• _What this task involves_: The expected output is the data below, character for character, without its pictures.

• _Records for the task_:
=== Begin Enclosure ===
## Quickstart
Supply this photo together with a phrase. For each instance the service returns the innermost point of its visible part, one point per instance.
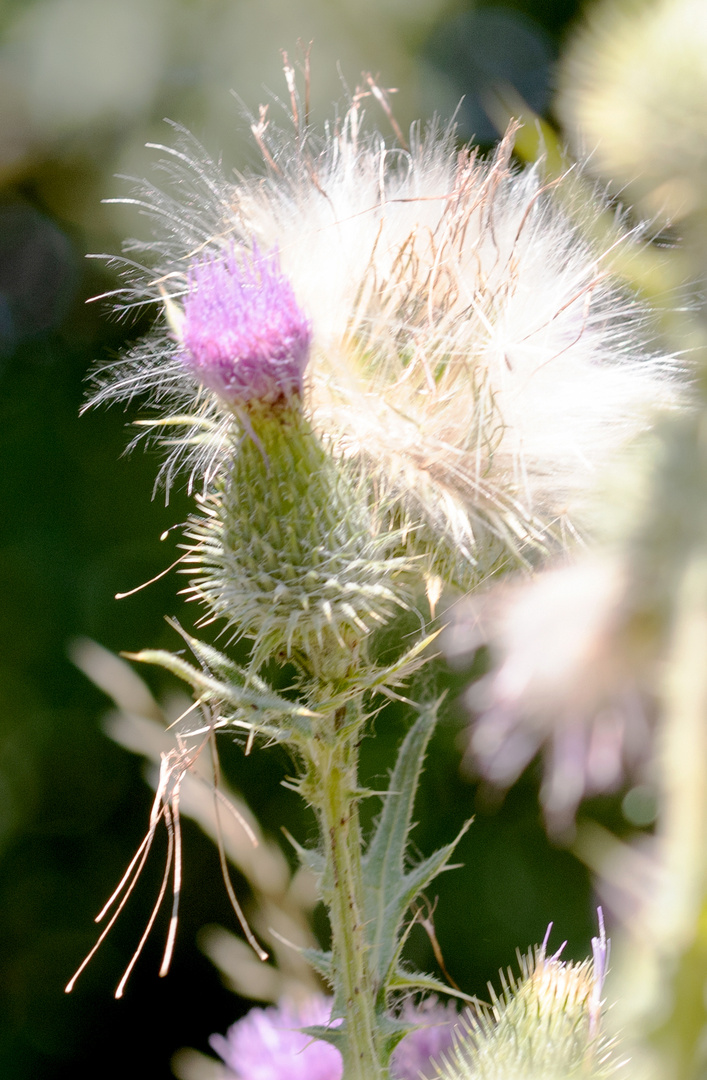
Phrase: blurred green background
(83, 85)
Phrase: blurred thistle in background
(626, 687)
=== End Enclosure ===
• _Solution to the problem_:
## Quickstart
Supply this photo together with a phrase. For each instance the service returns the innermost point of its visible part, one point per instance.
Phrase: blurred green background
(83, 85)
Phrase: blurred thistle in background
(626, 687)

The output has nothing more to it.